EXCERPTED PASSAGE
====
When 32-year-old sister Roxana Rodriguez left her convent in Rieti, north of Rome, last week complaining of stomach cramps, neither she nor the other sisters seemed to be aware of what was happening.
When she arrived at Rieti hospital, the surprised staff were quick to reassure her. There is nothing wrong, they said, you are just about to give birth to a baby.
And so, Salvadorean Sister Roxana gave birth to a healthy baby boy, called Francesco after Pope Francis. When doctors first told her that she was heavily pregnant, she is alleged to have exclaimed: “But I cannot be giving birth to a baby, I am a nun . . .”
Doubtless, her superiors were expressing similar sentiments. Sister Roxana is a member of the order of the Little Disciples of Christ The Eucharist, a small Italian order founded in 1923 with approximately 400 nuns, as well as more than 60 houses mainly in Italy, but also in Latin America, Africa and Asia.
Roxana, who looked after old people in the order’s Rieti house, has been in Italy since leaving El Salvador some 12 years ago.
As of now, Roxana’s future is not clear. One thing seems clear, however, and that is that she intends to keep the baby and bring it up herself. Social worker Anna Fontanella says that Roxana “now considers herself more a mother than a nun”.
What is less clear is the identity of the father. The Little Disciples order has pointed out that she was on holiday back home in her native El Salvador last March and April when the baby would have been conceived.
In the meantime, she will obviously be looking for new quarters. For the time being, the mayor of Rieti, Simone Petrangeli, has offered her and her baby some form of public housing in Rieti.
Even the local Bishop of Rieti, Monsignor Delio Lucarelli, has greeted the new arrival sympathetically, inviting “the faithful and citizens” to look on the “positive side” of the event notwithstanding the fact that she is someone “who has reneged on her vow of chastity”.
Pope Francis has thus far said nothing about the case but it is worth recalling that at a meeting in the Vatican with 120 heads of religious orders last November, he warned against the dangers of recruitment in developing world countries.
In effect, the Pope suggested that such “vocations” into a European based order may be linked to a desire to escape dire poverty.
====
THE DATA
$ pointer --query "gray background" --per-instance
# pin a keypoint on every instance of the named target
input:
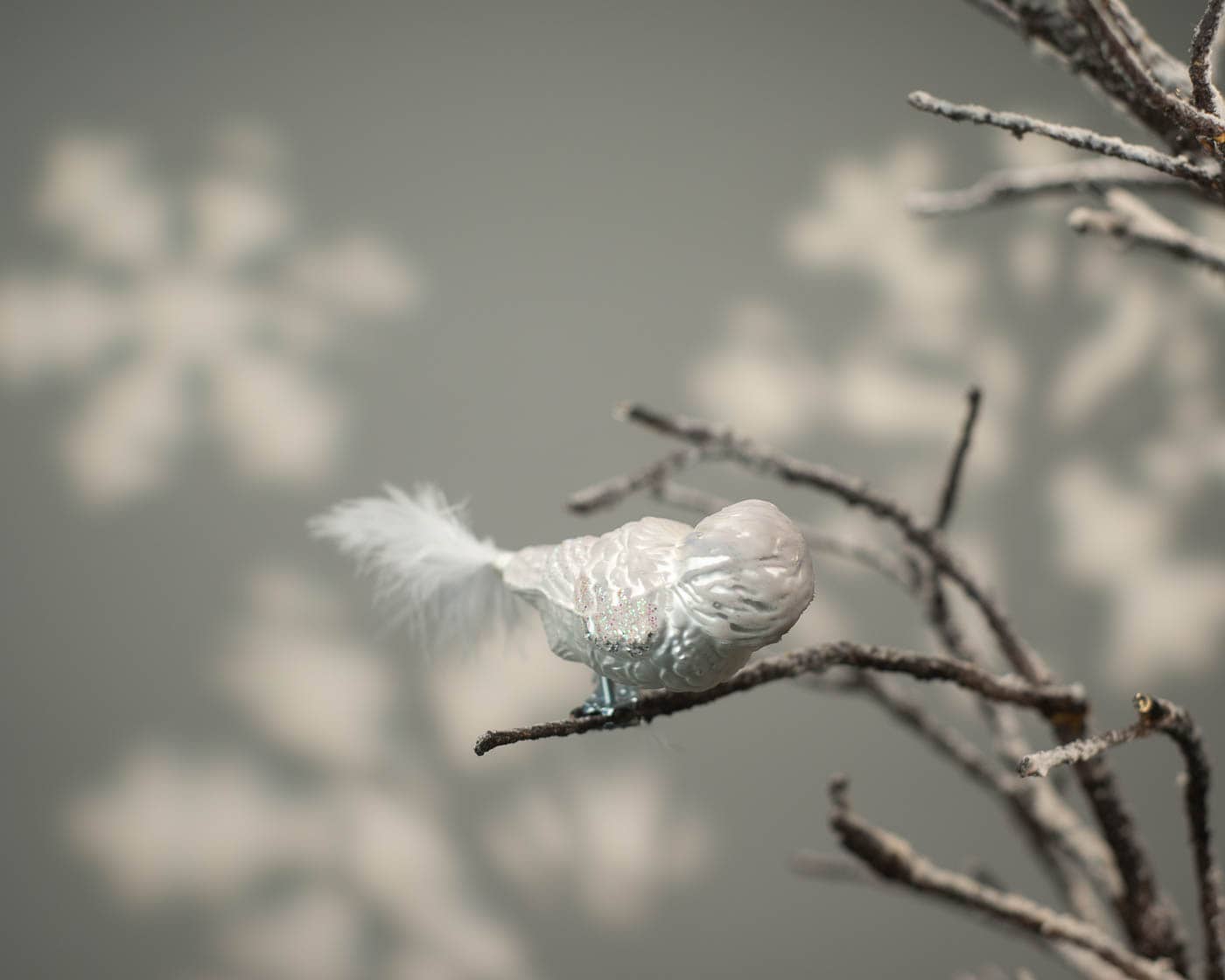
(585, 189)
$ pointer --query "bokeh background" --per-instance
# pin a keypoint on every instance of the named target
(256, 257)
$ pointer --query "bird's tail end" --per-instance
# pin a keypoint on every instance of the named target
(440, 581)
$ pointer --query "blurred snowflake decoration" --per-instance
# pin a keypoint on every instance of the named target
(324, 836)
(189, 304)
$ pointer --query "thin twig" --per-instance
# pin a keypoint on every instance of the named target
(612, 492)
(1169, 71)
(1164, 717)
(1004, 186)
(1141, 908)
(1040, 763)
(894, 859)
(1074, 136)
(1202, 43)
(1106, 31)
(1047, 700)
(855, 493)
(1062, 37)
(957, 463)
(1132, 222)
(838, 867)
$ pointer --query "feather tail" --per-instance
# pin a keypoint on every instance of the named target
(438, 579)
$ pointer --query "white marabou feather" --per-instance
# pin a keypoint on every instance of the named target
(435, 576)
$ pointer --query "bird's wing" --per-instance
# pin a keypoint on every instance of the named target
(634, 559)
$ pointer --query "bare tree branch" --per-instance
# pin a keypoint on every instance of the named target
(1063, 38)
(1144, 913)
(893, 567)
(1100, 18)
(1202, 43)
(1049, 700)
(1004, 186)
(957, 463)
(894, 859)
(1130, 220)
(610, 493)
(1169, 71)
(838, 867)
(1074, 136)
(1164, 717)
(855, 493)
(1049, 832)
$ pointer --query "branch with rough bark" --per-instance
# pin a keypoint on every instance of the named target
(1139, 906)
(896, 860)
(1047, 700)
(1130, 222)
(1108, 46)
(1158, 716)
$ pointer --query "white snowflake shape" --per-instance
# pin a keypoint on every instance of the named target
(186, 304)
(355, 818)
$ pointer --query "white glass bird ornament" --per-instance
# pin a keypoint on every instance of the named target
(655, 603)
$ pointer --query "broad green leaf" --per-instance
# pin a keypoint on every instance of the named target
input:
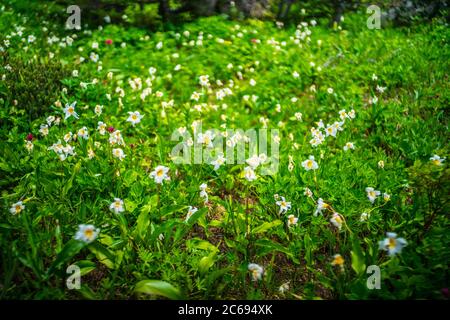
(266, 226)
(159, 288)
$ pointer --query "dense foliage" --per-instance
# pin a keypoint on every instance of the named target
(87, 178)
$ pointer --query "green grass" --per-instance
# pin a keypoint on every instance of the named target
(208, 256)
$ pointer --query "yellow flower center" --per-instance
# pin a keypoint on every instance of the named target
(392, 243)
(338, 260)
(89, 233)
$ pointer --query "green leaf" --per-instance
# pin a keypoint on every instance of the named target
(207, 262)
(103, 255)
(159, 288)
(358, 259)
(69, 183)
(267, 246)
(197, 243)
(71, 248)
(266, 226)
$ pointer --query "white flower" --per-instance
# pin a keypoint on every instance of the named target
(98, 110)
(218, 162)
(50, 120)
(256, 271)
(392, 244)
(320, 207)
(135, 117)
(310, 164)
(116, 138)
(249, 173)
(437, 160)
(364, 216)
(83, 133)
(44, 130)
(86, 233)
(343, 114)
(69, 110)
(336, 220)
(191, 211)
(203, 193)
(29, 146)
(17, 207)
(308, 192)
(254, 161)
(292, 220)
(352, 114)
(330, 130)
(117, 206)
(349, 145)
(372, 194)
(284, 205)
(204, 81)
(160, 174)
(206, 138)
(119, 154)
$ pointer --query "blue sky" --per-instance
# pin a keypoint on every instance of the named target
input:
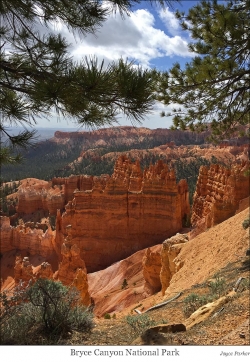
(150, 36)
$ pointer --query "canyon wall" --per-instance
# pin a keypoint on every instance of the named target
(124, 213)
(38, 196)
(218, 194)
(34, 241)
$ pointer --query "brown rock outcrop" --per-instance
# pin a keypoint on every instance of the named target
(34, 241)
(37, 196)
(23, 271)
(218, 194)
(170, 249)
(106, 286)
(72, 269)
(151, 263)
(126, 212)
(44, 271)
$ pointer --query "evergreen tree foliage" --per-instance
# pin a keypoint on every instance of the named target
(38, 75)
(213, 89)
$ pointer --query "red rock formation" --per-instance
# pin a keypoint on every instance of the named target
(23, 271)
(72, 269)
(106, 286)
(151, 263)
(44, 271)
(218, 194)
(170, 249)
(34, 241)
(38, 196)
(126, 212)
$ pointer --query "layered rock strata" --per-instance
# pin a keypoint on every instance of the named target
(218, 194)
(151, 264)
(72, 270)
(34, 241)
(169, 265)
(124, 213)
(38, 196)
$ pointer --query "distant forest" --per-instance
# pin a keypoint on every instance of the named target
(49, 159)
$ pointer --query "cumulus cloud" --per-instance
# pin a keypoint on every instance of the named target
(170, 21)
(135, 37)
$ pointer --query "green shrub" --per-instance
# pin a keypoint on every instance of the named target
(194, 301)
(42, 313)
(141, 322)
(219, 287)
(246, 223)
(244, 285)
(124, 284)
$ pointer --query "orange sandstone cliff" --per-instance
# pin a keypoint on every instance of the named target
(124, 213)
(218, 194)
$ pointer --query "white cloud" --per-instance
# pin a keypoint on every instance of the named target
(170, 21)
(134, 37)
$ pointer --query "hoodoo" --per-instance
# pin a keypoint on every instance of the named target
(218, 194)
(124, 213)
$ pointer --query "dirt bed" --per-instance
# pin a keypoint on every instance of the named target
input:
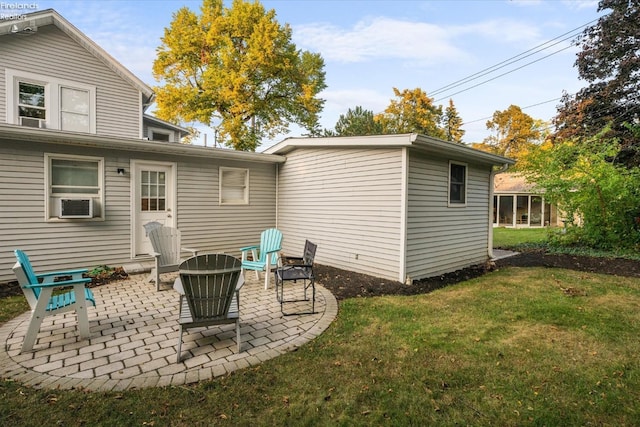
====
EXERCISE
Answer these questions using the article about the nun in Rieti:
1. What name was given to the baby, and after whom was he named?
2. How long has Roxana been in Italy?
3. Who offered her and her baby public housing in Rieti?

TASK RESPONSE
1. The baby was named Francesco, after Pope Francis.
2. She has been in Italy for some 12 years, since leaving El Salvador.
3. Simone Petrangeli, the mayor of Rieti, offered them public housing.